═══ Material shown ═══

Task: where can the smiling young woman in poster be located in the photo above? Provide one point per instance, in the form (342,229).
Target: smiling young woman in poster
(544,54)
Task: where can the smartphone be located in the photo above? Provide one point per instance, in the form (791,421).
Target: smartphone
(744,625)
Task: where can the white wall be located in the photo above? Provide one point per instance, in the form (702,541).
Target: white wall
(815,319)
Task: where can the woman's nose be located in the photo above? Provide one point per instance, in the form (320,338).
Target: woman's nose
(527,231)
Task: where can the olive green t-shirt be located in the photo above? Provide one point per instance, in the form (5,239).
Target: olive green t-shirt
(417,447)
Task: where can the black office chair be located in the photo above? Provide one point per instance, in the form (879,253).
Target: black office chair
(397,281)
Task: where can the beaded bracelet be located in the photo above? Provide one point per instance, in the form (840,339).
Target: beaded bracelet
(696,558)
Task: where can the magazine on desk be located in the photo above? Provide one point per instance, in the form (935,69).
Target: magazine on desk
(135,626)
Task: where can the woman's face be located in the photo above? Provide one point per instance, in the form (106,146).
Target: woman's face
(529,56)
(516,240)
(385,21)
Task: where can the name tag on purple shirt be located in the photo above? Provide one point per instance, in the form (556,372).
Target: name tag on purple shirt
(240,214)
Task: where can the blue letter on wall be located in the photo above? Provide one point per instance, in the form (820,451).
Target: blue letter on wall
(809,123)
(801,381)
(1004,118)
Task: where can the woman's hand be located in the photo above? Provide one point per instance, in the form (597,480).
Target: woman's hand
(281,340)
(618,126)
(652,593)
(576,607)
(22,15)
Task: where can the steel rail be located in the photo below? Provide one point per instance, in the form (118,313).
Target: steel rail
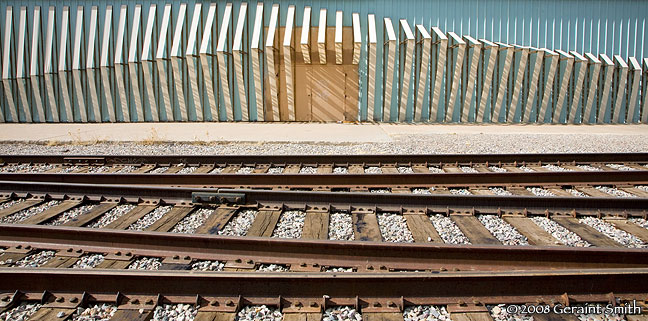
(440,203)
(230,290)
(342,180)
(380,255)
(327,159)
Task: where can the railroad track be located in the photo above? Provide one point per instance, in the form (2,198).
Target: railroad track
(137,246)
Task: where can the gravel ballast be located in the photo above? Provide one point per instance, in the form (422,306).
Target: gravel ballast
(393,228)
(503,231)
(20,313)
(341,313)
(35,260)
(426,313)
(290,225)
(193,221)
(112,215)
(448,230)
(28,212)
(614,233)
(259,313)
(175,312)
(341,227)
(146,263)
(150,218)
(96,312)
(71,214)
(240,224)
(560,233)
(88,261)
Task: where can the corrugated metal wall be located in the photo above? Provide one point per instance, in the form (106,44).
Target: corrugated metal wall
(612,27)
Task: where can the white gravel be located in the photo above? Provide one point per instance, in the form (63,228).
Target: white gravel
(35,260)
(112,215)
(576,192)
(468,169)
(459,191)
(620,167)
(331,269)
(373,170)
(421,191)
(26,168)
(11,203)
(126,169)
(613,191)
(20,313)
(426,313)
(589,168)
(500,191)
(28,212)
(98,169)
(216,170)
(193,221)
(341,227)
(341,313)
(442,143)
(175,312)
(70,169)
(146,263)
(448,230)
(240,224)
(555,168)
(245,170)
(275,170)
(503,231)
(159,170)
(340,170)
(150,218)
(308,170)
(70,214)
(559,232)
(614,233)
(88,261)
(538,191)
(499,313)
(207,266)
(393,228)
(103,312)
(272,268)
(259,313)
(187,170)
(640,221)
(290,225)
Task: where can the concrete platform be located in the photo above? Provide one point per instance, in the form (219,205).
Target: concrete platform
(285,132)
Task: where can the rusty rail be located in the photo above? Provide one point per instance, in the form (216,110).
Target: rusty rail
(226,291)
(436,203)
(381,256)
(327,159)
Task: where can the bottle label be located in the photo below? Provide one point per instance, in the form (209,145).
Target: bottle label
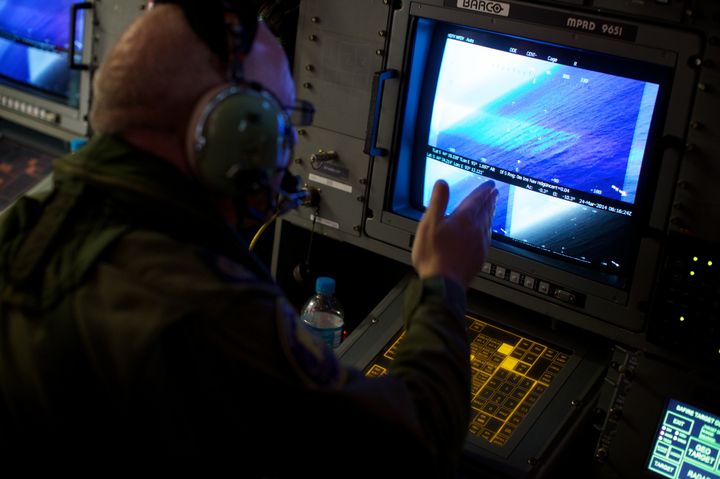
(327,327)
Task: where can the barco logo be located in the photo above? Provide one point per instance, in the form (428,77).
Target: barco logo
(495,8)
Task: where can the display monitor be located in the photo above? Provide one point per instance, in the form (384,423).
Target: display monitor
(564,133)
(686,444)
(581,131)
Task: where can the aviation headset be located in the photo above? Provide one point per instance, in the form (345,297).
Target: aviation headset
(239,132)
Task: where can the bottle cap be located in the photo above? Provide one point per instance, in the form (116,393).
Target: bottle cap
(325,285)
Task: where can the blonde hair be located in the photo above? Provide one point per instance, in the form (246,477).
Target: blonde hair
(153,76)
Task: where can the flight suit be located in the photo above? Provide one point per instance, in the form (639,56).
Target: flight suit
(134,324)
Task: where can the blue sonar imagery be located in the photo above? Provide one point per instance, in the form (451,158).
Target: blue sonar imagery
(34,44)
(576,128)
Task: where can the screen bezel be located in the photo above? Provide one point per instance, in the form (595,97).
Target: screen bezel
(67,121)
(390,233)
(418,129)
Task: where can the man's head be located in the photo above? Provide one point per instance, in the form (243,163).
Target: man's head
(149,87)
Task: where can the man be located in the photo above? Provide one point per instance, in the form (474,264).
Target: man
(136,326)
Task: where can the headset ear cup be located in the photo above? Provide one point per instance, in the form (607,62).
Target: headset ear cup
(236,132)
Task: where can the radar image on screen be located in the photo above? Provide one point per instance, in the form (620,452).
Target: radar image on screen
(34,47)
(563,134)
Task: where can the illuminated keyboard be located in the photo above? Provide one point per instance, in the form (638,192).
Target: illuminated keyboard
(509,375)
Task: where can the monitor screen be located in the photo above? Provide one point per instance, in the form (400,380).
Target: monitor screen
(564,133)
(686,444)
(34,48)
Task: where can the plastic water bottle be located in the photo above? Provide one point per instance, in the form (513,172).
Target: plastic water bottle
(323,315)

═══

Look above for the line containing "Task: where can the blue sonar"; copy from it through the last line, exactly, and nothing more.

Written solution:
Task: where can the blue sonar imagery be located in the photo above? Provide one point per instance, in the form (451,158).
Target: blue sonar imagery
(34,44)
(576,128)
Task: where can the screen bezel be located in the photo above? Provide one point per instance, in the form (595,97).
Target: screen bezel
(67,121)
(390,233)
(418,129)
Task: where can the man's head be located in the photo above? Provide one point per instance, in the form (243,163).
Target: man's head
(149,87)
Task: where can the man be located in the photo above? Provide one point per instance, in the form (474,264).
Target: man
(136,326)
Task: where can the headset ear cup be located in the photo above? Provide one point per instance, in the form (607,62).
Target: headset ear cup
(236,132)
Task: where can the radar image on screen be located in the photo above? Provide one point per instance, in the form (620,452).
Target: radar image on screen
(34,47)
(563,134)
Task: where can the illuminated keyboard be located in the photo above? Provide one point per instance, in the form (638,192).
Target: illuminated keyboard
(509,375)
Task: where can the monitor screen be located in the photo above? Provide one point per instance, in the form (400,380).
Target: monitor screen
(564,133)
(686,444)
(34,48)
Task: where can the plastic water bottle be located in the photo above? Provide one point per instance, in the form (513,172).
Target: plastic water bottle
(323,315)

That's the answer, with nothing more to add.